◆ WHAT YOU ARE ASKED TO DO ◆
Lines from the beginning of the entries up to and including the one with "[locate] driveway (one dot each)" must be duplicated word for word; leave out all others.

[[ THE DATA, beginning ]]

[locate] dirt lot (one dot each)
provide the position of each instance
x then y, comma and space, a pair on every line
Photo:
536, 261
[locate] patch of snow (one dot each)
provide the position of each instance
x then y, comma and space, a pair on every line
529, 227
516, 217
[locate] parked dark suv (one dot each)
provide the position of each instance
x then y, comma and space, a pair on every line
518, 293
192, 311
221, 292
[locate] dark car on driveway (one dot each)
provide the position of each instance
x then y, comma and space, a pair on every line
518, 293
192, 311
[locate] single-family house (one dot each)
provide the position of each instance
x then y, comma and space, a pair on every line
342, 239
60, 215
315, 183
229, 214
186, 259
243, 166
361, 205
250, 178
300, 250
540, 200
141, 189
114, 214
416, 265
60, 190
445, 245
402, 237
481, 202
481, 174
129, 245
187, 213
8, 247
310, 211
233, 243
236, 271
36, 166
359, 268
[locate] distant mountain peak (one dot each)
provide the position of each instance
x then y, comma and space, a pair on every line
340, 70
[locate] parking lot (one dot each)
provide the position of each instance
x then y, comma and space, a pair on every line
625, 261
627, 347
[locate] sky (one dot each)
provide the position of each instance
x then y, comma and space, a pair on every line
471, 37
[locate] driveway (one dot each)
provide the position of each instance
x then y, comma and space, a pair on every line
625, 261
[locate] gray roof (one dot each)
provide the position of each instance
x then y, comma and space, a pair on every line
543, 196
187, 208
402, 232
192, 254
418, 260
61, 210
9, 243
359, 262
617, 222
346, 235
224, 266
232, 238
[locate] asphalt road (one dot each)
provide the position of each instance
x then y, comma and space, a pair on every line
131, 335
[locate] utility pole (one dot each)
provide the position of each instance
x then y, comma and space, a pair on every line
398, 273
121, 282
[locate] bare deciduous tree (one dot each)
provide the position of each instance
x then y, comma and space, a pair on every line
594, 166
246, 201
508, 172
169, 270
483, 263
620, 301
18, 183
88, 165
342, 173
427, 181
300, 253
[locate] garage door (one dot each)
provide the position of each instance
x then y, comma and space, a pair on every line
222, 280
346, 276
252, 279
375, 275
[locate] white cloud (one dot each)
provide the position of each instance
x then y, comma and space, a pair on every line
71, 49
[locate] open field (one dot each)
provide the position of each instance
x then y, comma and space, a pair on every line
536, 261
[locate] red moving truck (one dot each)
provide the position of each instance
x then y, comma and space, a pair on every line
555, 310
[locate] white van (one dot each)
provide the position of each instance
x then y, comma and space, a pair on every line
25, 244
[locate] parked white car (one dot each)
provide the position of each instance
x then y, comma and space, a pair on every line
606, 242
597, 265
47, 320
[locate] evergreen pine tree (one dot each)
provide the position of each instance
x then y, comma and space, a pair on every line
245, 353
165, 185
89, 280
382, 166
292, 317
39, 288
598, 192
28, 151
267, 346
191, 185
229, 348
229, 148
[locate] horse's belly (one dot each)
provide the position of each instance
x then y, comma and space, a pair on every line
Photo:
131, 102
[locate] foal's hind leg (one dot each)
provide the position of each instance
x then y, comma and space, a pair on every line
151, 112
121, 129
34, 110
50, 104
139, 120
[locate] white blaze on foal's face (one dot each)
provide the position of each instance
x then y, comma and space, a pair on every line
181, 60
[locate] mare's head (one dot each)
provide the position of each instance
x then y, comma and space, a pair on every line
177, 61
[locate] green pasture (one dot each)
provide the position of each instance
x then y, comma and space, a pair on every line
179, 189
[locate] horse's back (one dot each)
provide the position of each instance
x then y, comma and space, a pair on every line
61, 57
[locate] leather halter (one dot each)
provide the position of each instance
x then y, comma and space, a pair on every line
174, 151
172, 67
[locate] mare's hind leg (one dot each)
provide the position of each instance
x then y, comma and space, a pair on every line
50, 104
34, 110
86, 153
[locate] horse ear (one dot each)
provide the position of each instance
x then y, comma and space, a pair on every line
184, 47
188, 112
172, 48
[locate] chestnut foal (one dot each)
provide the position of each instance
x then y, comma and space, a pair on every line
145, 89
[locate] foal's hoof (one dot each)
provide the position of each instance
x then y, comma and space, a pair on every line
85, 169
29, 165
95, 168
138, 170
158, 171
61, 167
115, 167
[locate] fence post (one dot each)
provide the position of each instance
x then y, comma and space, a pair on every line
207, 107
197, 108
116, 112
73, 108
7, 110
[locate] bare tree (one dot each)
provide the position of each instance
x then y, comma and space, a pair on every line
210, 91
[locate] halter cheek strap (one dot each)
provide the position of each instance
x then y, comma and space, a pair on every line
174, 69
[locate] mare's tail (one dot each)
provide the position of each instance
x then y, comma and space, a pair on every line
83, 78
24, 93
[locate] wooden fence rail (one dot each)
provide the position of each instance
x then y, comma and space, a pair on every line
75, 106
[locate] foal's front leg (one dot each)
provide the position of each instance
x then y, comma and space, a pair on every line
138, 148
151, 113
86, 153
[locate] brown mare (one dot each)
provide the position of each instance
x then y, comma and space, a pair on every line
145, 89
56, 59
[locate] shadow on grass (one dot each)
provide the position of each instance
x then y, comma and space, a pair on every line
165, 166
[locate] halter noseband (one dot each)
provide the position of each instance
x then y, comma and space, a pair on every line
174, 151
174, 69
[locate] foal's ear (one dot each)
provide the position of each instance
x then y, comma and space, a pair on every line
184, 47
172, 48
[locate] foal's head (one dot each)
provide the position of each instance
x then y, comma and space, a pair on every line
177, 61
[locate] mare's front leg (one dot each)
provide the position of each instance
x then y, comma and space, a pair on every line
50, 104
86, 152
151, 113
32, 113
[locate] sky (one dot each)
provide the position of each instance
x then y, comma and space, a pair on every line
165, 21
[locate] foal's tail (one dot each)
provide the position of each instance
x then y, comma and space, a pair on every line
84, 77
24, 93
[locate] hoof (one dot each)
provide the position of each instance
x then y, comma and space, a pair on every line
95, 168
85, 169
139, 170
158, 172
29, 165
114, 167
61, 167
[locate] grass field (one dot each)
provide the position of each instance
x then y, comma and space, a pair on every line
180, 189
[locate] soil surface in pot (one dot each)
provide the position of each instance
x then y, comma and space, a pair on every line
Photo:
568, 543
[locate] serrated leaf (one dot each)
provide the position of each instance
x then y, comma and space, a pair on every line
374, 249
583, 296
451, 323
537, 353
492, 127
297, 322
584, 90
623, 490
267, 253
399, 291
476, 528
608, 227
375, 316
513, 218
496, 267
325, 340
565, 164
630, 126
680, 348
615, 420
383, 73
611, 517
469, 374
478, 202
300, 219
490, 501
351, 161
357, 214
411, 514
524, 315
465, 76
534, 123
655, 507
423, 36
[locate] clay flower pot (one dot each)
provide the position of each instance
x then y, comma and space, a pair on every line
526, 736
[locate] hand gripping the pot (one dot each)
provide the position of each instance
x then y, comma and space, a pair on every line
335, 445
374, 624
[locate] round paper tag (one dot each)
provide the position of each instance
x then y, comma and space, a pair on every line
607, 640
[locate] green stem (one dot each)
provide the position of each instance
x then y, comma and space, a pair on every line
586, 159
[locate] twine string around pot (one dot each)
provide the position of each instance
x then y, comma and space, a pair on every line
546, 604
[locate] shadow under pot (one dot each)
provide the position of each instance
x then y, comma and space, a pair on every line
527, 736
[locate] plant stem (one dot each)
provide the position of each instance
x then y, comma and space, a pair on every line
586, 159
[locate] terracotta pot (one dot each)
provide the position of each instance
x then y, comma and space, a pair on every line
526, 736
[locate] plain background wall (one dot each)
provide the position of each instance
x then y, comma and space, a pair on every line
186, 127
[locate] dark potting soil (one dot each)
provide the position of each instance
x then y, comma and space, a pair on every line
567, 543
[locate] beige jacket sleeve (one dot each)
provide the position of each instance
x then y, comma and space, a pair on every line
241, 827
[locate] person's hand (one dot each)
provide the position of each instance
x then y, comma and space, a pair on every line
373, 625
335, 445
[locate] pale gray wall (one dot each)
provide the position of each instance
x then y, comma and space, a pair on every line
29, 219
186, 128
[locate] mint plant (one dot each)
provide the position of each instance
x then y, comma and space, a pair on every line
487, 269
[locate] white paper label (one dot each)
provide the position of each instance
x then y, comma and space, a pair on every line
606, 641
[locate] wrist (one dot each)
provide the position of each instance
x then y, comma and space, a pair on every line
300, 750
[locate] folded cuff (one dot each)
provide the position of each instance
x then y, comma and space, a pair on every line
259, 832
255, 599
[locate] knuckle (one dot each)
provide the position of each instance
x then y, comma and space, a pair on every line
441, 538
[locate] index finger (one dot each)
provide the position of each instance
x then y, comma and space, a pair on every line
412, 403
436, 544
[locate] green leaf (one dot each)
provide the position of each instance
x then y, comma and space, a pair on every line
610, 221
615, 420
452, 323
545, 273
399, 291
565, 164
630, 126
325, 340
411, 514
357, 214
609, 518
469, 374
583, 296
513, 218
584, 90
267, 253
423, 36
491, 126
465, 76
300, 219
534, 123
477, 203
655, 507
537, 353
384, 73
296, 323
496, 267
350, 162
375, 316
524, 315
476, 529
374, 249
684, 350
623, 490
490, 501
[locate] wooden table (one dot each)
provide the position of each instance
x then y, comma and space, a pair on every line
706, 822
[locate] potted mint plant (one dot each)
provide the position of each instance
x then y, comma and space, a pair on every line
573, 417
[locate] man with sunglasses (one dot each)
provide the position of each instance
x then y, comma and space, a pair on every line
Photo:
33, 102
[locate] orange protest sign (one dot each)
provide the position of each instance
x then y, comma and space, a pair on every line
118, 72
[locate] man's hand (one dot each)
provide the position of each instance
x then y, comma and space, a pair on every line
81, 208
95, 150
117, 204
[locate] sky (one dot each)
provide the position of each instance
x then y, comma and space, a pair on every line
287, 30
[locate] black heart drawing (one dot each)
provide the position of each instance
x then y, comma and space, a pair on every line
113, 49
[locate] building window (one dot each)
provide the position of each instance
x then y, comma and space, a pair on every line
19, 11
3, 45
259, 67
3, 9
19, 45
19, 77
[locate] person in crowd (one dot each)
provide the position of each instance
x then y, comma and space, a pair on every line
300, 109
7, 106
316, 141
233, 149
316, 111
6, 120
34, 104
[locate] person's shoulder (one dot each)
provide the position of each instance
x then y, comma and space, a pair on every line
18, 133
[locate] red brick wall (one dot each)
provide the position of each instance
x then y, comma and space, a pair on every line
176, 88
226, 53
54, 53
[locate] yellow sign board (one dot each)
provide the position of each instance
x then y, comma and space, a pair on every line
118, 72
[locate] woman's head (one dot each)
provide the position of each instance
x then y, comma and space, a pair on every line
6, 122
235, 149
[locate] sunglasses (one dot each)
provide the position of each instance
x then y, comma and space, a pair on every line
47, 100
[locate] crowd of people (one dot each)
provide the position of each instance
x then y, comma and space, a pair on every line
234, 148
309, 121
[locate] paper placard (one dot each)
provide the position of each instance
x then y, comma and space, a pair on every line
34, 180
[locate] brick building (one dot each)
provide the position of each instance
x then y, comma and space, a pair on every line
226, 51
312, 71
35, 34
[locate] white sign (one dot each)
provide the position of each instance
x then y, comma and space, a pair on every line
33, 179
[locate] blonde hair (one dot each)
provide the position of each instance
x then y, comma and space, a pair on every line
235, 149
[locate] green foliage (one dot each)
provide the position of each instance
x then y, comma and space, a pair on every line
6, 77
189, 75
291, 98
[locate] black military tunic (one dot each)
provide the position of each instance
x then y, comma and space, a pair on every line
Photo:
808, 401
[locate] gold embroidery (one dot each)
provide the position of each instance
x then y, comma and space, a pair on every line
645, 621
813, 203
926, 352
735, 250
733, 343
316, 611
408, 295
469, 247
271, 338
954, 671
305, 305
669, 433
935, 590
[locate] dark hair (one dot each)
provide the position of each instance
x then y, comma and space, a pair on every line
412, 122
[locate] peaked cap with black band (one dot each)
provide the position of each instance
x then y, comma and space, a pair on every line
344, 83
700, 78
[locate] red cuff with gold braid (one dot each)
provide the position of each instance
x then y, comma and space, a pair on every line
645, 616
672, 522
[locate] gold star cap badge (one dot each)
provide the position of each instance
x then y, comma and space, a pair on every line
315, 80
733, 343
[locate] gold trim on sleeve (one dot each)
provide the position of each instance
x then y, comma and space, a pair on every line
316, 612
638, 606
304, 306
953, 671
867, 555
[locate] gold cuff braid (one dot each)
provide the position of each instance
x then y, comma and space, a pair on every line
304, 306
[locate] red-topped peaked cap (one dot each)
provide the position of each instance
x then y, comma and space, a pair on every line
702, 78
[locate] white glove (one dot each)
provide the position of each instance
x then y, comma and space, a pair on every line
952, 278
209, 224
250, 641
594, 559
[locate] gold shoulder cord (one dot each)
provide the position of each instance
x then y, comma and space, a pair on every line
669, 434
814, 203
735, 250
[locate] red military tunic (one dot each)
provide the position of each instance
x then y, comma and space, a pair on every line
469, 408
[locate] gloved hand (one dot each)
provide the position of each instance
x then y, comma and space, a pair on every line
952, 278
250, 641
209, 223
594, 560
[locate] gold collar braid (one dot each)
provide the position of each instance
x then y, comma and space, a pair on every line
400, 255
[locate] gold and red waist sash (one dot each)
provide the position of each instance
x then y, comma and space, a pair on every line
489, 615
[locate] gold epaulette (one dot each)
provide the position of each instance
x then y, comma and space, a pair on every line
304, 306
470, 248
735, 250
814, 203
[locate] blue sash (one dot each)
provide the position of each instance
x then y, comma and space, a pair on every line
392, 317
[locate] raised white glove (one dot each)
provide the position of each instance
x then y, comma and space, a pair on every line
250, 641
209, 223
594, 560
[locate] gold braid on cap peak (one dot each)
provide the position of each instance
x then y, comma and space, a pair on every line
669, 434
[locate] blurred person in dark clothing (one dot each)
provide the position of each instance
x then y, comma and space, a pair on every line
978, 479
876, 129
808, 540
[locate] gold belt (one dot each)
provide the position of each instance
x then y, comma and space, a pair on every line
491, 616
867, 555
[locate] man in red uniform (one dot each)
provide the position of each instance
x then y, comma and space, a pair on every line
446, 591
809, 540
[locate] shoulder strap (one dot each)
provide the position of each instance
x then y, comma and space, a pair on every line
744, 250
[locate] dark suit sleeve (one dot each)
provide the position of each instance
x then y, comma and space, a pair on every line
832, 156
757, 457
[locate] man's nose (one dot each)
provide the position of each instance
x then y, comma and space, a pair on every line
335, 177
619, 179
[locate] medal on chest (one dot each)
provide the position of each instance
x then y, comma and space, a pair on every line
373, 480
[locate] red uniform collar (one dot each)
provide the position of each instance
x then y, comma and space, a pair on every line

[[ THE DATA, end ]]

◆ RESULT FOR THIS TASK ◆
[locate] dirt lot (one dot each)
provide the position of each instance
x then y, comma and space, a pair on every line
Photo:
536, 261
[locate] patch of snow (one dot each)
provide the position of each instance
x then y, comma and space, a pair on every line
529, 227
516, 217
[locate] parked dark suv (one dot each)
provide the position of each instance
x then y, comma and space, a pair on every line
518, 293
192, 311
221, 292
[locate] dark car on driveway (one dot each)
provide the position of each instance
x then y, comma and space, a pair on every line
518, 293
192, 311
[locate] single-family house (one dot each)
provide the position of each instance
x then y, comma and space, a pair on every line
342, 239
60, 215
315, 183
229, 214
186, 259
243, 166
361, 205
250, 178
300, 250
540, 200
141, 189
114, 214
416, 265
60, 190
445, 245
402, 237
481, 202
481, 174
129, 245
187, 213
8, 247
310, 211
233, 243
236, 271
36, 166
359, 268
[locate] distant mountain peak (one dot each)
provide the position of each instance
x then y, comma and space, a pair on every line
340, 70
[locate] parking lot (one dot each)
provide the position of each instance
x then y, comma and space, a pair on every line
625, 261
627, 347
[locate] sky (one dot each)
provide the position of each instance
x then y, comma and space, a pair on every line
471, 37
[locate] driveway (one dot each)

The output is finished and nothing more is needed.